Massimo Faggioli: O
desafio de Trump para a igreja católica em seu segundo mandato
John F. Kennedy,
o primeiro presidente católico dos Estados Unidos, inaugurou uma nova era na
história do catolicismo americano. O mesmo poderia ser dito do segundo
presidente católico, Joe
Biden,
mas sob um clima muito diferente e em uma direção diferente.
A presidência de
Kennedy e seu fim trágico, semelhante ao de um mártir, elevaram um
"católico pobre" (nas palavras de sua esposa, Jackie)
ao status de um quase santo em nossa imaginação coletiva e
sinalizaram a chegada da igreja ao centro da política, cultura e sociedade
americanas — não mais uma igreja de imigrantes pobres. A presidência de Biden
também termina de forma trágica — com sua derrota para o criminoso condenado e
conspirador golpista Donald
Trump —
mas também de uma forma muito mais banal: Biden envelheceu. A Constituição dos
EUA não tem a provisão e a sabedoria das leis da Igreja
Católica que
dizem que aos 75 anos, você deve apresentar sua renúncia como bispo (e aos 80,
como cardeal, você não é mais elegível para votar no próximo papa).
Kennedy ajudou a
liderar os católicos para uma nova era: um alinhamento entre a
América pós-Segunda Guerra Mundial e a igreja
do Vaticano II —
pelo menos de um ponto de vista sociológico e cultural, menos de um ponto
de vista teológico. Na igreja, quando Kennedy foi assassinado, havia
um papa recém-eleito e relativamente jovem, Paulo VI, cuja firme intenção
era liderar o Vaticano II para o porto, e ele conseguiu isso. Havia
um plano para o futuro da igreja, e os católicos
americanos eram
uma parte fundamental dele. Agora, o catolicismo nos Estados Unidos não está
apenas polarizado nas urnas, mas também profundamente dividido de um ponto de
vista religioso e eclesial: no altar, nas escolas e universidades, em um estado
de excomunhão mútua e virtual.

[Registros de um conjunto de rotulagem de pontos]
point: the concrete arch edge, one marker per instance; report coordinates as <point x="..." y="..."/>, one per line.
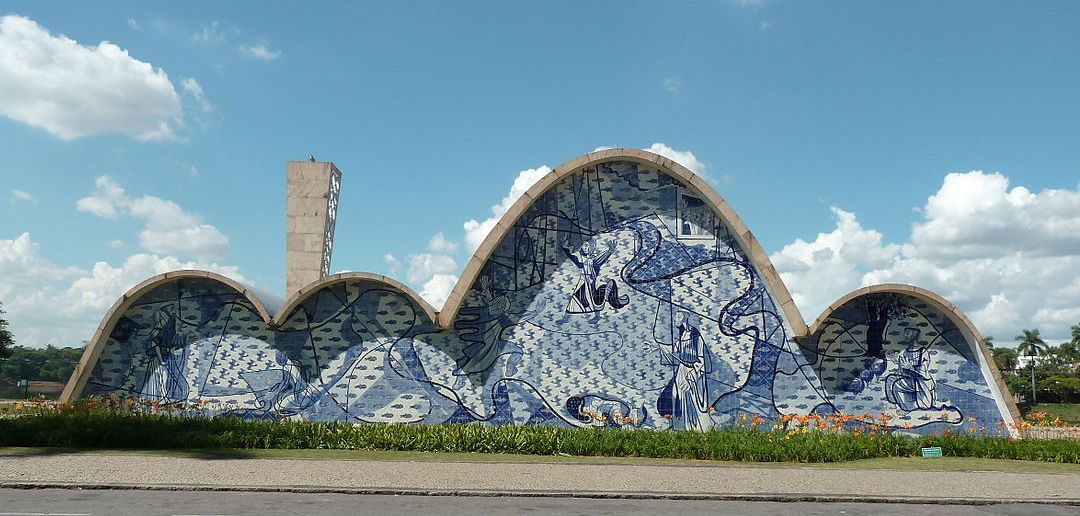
<point x="78" y="380"/>
<point x="743" y="236"/>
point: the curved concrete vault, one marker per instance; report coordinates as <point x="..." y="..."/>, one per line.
<point x="620" y="289"/>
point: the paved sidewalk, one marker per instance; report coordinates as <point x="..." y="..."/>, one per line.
<point x="537" y="479"/>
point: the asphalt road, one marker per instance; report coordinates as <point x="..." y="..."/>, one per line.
<point x="72" y="502"/>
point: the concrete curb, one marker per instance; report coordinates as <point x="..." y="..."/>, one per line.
<point x="539" y="493"/>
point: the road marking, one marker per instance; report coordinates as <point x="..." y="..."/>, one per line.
<point x="45" y="514"/>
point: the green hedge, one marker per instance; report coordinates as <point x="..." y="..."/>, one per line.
<point x="148" y="431"/>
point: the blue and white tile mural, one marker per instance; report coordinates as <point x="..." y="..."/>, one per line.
<point x="619" y="298"/>
<point x="894" y="354"/>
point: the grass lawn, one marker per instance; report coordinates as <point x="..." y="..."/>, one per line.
<point x="946" y="463"/>
<point x="1067" y="411"/>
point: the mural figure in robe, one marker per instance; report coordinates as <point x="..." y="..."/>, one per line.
<point x="689" y="388"/>
<point x="169" y="353"/>
<point x="590" y="297"/>
<point x="912" y="388"/>
<point x="281" y="390"/>
<point x="481" y="328"/>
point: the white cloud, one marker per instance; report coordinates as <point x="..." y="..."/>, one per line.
<point x="475" y="231"/>
<point x="684" y="158"/>
<point x="169" y="229"/>
<point x="193" y="89"/>
<point x="19" y="195"/>
<point x="105" y="200"/>
<point x="208" y="32"/>
<point x="424" y="266"/>
<point x="50" y="303"/>
<point x="673" y="84"/>
<point x="436" y="289"/>
<point x="819" y="272"/>
<point x="441" y="244"/>
<point x="172" y="230"/>
<point x="260" y="52"/>
<point x="1006" y="256"/>
<point x="393" y="263"/>
<point x="71" y="90"/>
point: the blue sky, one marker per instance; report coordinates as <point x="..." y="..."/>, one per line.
<point x="831" y="127"/>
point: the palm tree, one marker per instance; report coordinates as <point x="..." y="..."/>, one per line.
<point x="1031" y="345"/>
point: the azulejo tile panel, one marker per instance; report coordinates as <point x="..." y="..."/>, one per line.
<point x="619" y="298"/>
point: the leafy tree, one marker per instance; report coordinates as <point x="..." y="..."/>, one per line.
<point x="1030" y="344"/>
<point x="7" y="340"/>
<point x="1004" y="358"/>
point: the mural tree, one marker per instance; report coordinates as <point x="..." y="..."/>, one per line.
<point x="879" y="310"/>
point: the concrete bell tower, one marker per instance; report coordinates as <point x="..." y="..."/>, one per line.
<point x="311" y="191"/>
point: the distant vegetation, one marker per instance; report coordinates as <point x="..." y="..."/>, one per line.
<point x="42" y="364"/>
<point x="1055" y="368"/>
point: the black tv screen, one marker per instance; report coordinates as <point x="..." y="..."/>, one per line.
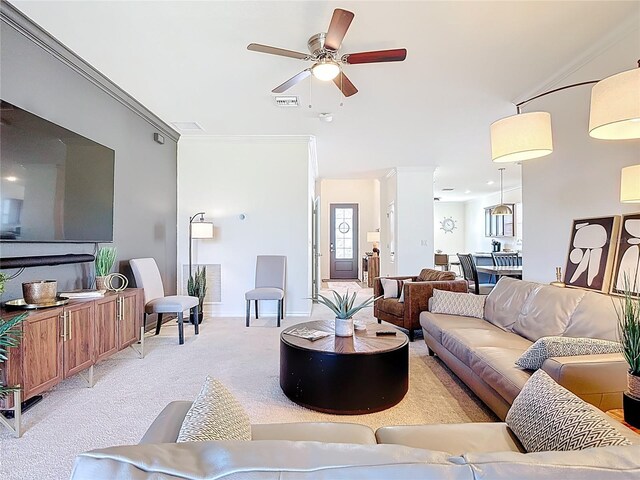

Instruções do exercício: De acordo com o texto de origem sobre Trump e a igreja católica, com que idade as leis da Igreja Católica dizem que um bispo deve apresentar sua renúncia? A listagem não tem relação com o texto de origem.

Resultado do exercício: Aos 75 anos.